[Text section]

The majority of respondents (87 %) agreed that wildfires are a major problem in the Chakari area, while only 13 % of respondents did not believe wildfires were a problem.

Some suggestions for improving the policing of wildfires

(1)   The study suggests increasing enforcement of statutory regulations, but this seems doubtful as the powers already exist and have not succeeded in the past

(2)   Better community involvement (CBFiM) and the study argues that the community can enforce the cutting of labour intensive fire guards better than the policing officers. Members of the community are also in a better position to identify culprits who caused wildland fires than officers based at stations kilometres away. This makes fire prevention more of a community issue than a central Government issue.

(3)   A more rapid response to wildfires. Community warning of wildfires often comes from local people. Communities should be better prepared with adequate equipment and knowledge to fight and put out local wildfires.

(4)   The report suggests the use of modern technology such as satellite data for planning fire prevention, prescribed burning and suppression. In view of the current economic situation of the country under the current political leadership and the low level of resource allocation to the relevant statutory bodies this seems a more ‘idealistic’ than practical solution. “The police force should also be equipped to fight fires” does not seem to be a helpful suggestion.

EMA is building awareness of fire threats

Despite the Covid-19 pandemic, 28,257 citizens attended 1,297 fire education and awareness meetings held by the EMA. In the fire hotspot areas, 597 roadshows were held that were attended by 78,353 citizens to raise awareness.

2021 EMA Report: fire education and awareness meetings held

In addition 205 fire-fighting teams with 805 participants were trained in fireguard construction and fire-fighting techniques.

Hay baling

Hay baling reduces the impact of fires and provides an alternative source of community income. In 2021 a total of 672,149 bales were produced from the grass on 208,239 hectares reducing the fire risk on these lands.

2021 EMA report: road servitude clearing and hay bailing in Matobo

Road servitude clearing and early burning

As research has shown that many wildfires break out near roads the responsible authorities have been encouraged to clear road servitudes and where the ground is not suitable for hay bailing to carry out early burning. The EMA claim 3,159 kilometres of road servitudes were cleared protecting 7,219 hectares of land and 7,567 hectares of land cleared by early burning.

Graphics

The graphs below only show fires recorded by the EMA during the ‘statutory fire season’ from 31 July to 31 October but excludes fires that take place in July or November.

Source EMA annual reports

Source EMA annual reports

Source EMA annual report

Photo www.herald.co.zw: a wildfire scene at night

 

References

Zimbabwe Environmental Management Agency Annual Reports (www.ema.co.zw) are a particularly useful information source. [Resources/downloads/Fire reports]

John Cassim. 17 August 2021. Wildfires destroying plantations in Zimbabwe. https://www.aa.com.tr/en/asia-pacific/wildfires-destroying-plantations-i...

Luckson Chinamatira, Spikelele Mtetwa & George Nyamadzawo. Causes of wildland fires, associated socio-economic impacts and challenges with policing, in Chakari resettlement area, Kadoma, Zimbabwe. Fire Science Reviews volume 5, Article number: 1 (2016)

Vimbai Chinembiri. 23 March 2022. Did Hot Tempers Ignite a Rise in Wildfires? Global Press Journal. https://globalpressjournal.com/africa/zimbabwe/hot-tempers-fueling-wildf...

Leopold Munhende. 6 September 2021. Deadly Wild Fires Engulf Zimbabwe. https://www.newzimbabwe.com/deadly-wild-fires-engulf-zimbabwe/

 

Notes


[i] The statutory period for the fire season for some strange reason runs from 31 July to 31 October. This is the period used by the Environmental Management Agency and undoubtably undercounts the impact of wild fires in the country

[ii] Chakari is a former small mining town (Turkois and Dalny Mines) west of Chegutu and north of Kadoma

[iv] The controversial Fast Track Land Reform Program erupted in violence and, a generation later, conflicts persist regarding plot boundaries, property rights, agricultural production and land management, as well as the government’s responsibility for the consequences.

[/Text section]
[Given entries]

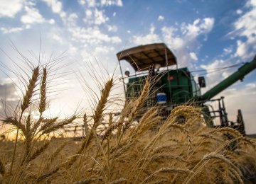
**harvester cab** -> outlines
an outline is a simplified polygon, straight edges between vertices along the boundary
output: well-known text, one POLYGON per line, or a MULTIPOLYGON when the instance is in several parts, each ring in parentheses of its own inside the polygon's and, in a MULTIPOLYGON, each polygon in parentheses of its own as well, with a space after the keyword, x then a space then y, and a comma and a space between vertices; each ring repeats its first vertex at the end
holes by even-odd
POLYGON ((146 100, 145 110, 153 105, 161 107, 161 113, 167 117, 176 106, 193 103, 201 105, 204 110, 206 122, 211 127, 231 126, 245 134, 244 122, 242 113, 238 110, 236 122, 230 122, 225 111, 223 97, 212 99, 215 96, 238 80, 241 80, 247 74, 256 68, 256 57, 243 66, 233 74, 201 95, 201 88, 206 86, 203 76, 199 76, 196 81, 191 72, 187 67, 178 68, 177 59, 174 53, 164 43, 154 43, 140 45, 117 54, 127 100, 139 96, 144 87, 146 79, 149 76, 153 79, 153 86, 150 96, 146 100), (126 60, 135 71, 130 75, 129 71, 123 71, 120 61, 126 60), (124 80, 125 79, 127 79, 124 80), (128 81, 127 81, 128 80, 128 81), (207 105, 207 102, 216 101, 218 109, 207 105), (219 117, 220 125, 213 123, 213 120, 219 117))

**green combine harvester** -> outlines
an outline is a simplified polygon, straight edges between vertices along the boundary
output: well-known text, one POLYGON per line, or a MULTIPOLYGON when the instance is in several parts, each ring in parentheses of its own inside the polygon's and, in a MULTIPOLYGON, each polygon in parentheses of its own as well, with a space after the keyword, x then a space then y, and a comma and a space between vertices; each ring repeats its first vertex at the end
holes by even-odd
POLYGON ((150 75, 156 82, 152 87, 151 97, 145 105, 146 110, 158 105, 161 107, 164 117, 167 117, 174 108, 193 103, 203 107, 203 115, 206 121, 210 122, 210 126, 232 127, 245 135, 241 110, 238 110, 236 122, 229 121, 224 97, 212 98, 237 81, 242 81, 246 74, 254 70, 256 68, 256 57, 202 95, 201 88, 206 86, 204 77, 199 76, 197 83, 187 67, 178 69, 176 57, 164 43, 140 45, 121 51, 117 56, 127 100, 139 96, 146 77, 150 75), (128 70, 124 72, 126 76, 123 75, 121 60, 126 60, 132 65, 135 70, 134 75, 130 76, 128 70), (128 82, 124 82, 124 78, 128 78, 128 82), (214 101, 217 102, 218 109, 208 105, 208 102, 214 101), (214 123, 218 118, 219 125, 214 123))

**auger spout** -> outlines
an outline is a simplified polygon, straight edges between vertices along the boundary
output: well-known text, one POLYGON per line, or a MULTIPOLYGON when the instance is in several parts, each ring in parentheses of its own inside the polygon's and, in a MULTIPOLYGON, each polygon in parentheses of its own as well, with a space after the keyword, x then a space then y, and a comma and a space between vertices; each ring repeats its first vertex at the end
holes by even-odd
POLYGON ((249 74, 250 71, 256 68, 256 55, 254 59, 250 62, 245 63, 241 67, 240 67, 237 71, 228 76, 227 79, 222 81, 220 83, 208 90, 201 97, 201 100, 210 100, 221 91, 233 84, 238 80, 242 80, 244 76, 249 74))

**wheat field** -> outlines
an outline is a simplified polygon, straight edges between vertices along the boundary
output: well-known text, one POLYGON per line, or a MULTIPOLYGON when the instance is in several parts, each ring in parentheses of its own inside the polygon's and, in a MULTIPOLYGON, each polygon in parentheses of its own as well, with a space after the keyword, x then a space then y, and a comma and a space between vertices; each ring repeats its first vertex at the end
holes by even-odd
POLYGON ((52 137, 78 115, 46 117, 49 68, 31 69, 20 103, 1 120, 16 136, 0 142, 0 183, 255 183, 255 140, 230 127, 208 127, 198 107, 178 106, 166 119, 157 106, 142 111, 149 79, 114 118, 105 113, 115 85, 110 77, 95 102, 93 123, 84 115, 85 136, 52 137), (183 124, 178 123, 180 115, 183 124))

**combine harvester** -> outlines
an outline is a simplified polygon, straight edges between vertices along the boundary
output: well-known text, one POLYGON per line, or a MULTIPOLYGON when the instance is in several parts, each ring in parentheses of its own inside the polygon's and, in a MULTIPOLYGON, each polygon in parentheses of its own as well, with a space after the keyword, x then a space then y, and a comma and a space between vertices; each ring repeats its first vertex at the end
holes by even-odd
POLYGON ((206 86, 204 77, 199 76, 198 83, 196 83, 187 67, 178 69, 176 57, 164 43, 132 47, 118 52, 117 56, 127 100, 139 94, 146 77, 150 75, 151 79, 157 79, 152 87, 151 97, 146 103, 145 110, 157 104, 161 107, 164 116, 167 117, 176 106, 193 102, 203 107, 204 117, 210 127, 232 127, 245 135, 241 110, 238 110, 236 122, 229 121, 225 108, 224 97, 218 99, 212 98, 237 81, 242 81, 246 74, 256 68, 256 57, 252 61, 245 63, 234 74, 201 95, 201 88, 206 86), (124 76, 121 60, 126 60, 132 65, 135 70, 134 75, 130 76, 127 70, 124 72, 127 76, 124 76), (170 66, 176 66, 176 69, 170 69, 170 66), (124 82, 125 77, 128 78, 127 84, 124 82), (213 109, 208 105, 209 102, 217 102, 218 109, 213 109), (218 118, 220 125, 214 123, 218 118))

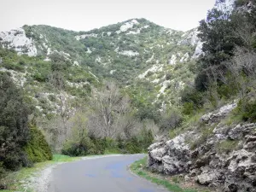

[/Given entries]

Using the wildfire text, say whether each statement agrees with it: (a) 87% of respondents agreed that wildfires are a major problem in the Chakari area; (b) the graphs of EMA-recorded fires include fires that take place in November; (c) 805 participants were trained in fireguard construction and fire-fighting techniques. Answer yes or no for each, quoting the deciding words.

(a) Yes: "The majority of respondents (87 %) agreed that wildfires are a major problem in the Chakari area"
(b) No: "excludes fires that take place in July or November"
(c) Yes: "205 fire-fighting teams with 805 participants were trained in fireguard construction and fire-fighting techniques"